DOCUMENT PASSAGE.
The two examples in this series illustrate the poles. The CFO board-packet task is the structured case: one enterprise, known systems, structured approval path, legible stages. A shaping-centered architecture with staged compilation, governed expansion, and callbacks is tractable. The vendor research task (“research vendors, summarize options, and begin outreach where appropriate”) is the containment-primary case: open-ended scope, external content at every step, ambiguous action boundaries, no way to fully enumerate the authority model upfront. Mission shaping still provides a governance record and outer bounds, but the real safety properties come from mediated outreach, short-lived credentials, sandboxed browsing, and explicit release gates before any external communication is sent.
Most real deployments fall somewhere between the two poles. The practical answer for an enterprise finance workflow is: lead with staged Mission shaping for structured phases, often implemented as staged compilation, and surround it with containment controls that keep the blast radius bounded if the semantic model turns out to be wrong.
For open-world tool-using agents with no known execution path in advance, lead with containment and treat Mission shaping more as a governance record than as a safety guarantee.
Both layers still leave a residual problem: an agent can stay within its Mission authority envelope while drifting away from the user’s intent. A runtime layer is needed to detect that drift and act on it before it compounds.
Runtime Alignment: Trust Scores and Budgets
If Mission shaping defines the declared authority ceiling, runtime trust defines how much residual uncertainty the system is willing to tolerate inside it. What follows is one practical control-plane pattern, not a settled standard. Continuous observability is not governance, but it is the runtime evidence layer that makes behavioral analysis and dynamic intervention possible.
| |
This should be understood as part of the same control plane, not as a second hidden policy engine. The Mission authority artifact remains authoritative for what the Mission permits. The runtime trust layer does not expand authority. It only decides whether the system is still willing to rely on the agent’s local judgment within already-shaped bounds.
Even conceptually, that assumes a lot from the underlying system. To score runtime alignment, the control plane needs structured tool calls, stage context, parent Mission linkage, and normalized provenance about where the action came from. Most enterprises do not have that by default, and the visibility gap varies by agent type. Homegrown agents expose different control surfaces than SaaS agent platforms or local workstation agents, and locally run tools are often the hardest for enterprise controls to observe reliably.

DATA FOR ANALYSIS.
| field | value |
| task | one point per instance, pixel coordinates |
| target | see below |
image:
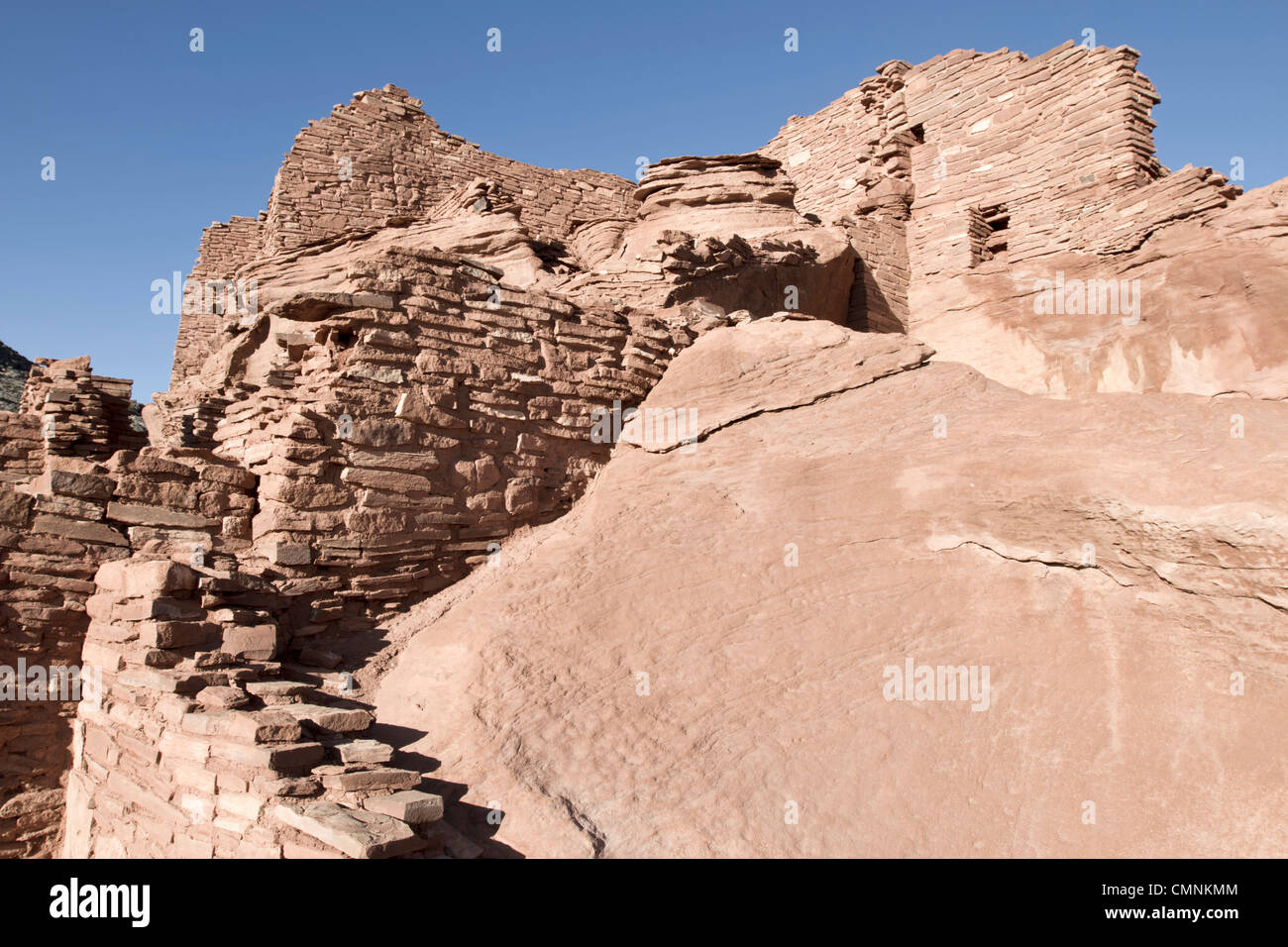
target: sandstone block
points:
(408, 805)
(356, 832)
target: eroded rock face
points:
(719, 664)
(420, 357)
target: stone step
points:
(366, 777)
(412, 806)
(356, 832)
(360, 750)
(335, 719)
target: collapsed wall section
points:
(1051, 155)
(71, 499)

THINGS TO DO.
1. From the passage on Mission shaping and runtime trust, extract the stretch from "Runtime Alignment: Trust" through "dynamic intervention possible.".
2. Translate this sentence from the passage on Mission shaping and runtime trust into Spanish: "Most real deployments fall somewhere between the two poles."

TASK ANSWERS.
1.
Runtime Alignment: Trust Scores and Budgets
If Mission shaping defines the declared authority ceiling, runtime trust defines how much residual uncertainty the system is willing to tolerate inside it. What follows is one practical control-plane pattern, not a settled standard. Continuous observability is not governance, but it is the runtime evidence layer that makes behavioral analysis and dynamic intervention possible.

2. La mayoría de las implementaciones reales se sitúan en algún punto entre los dos polos.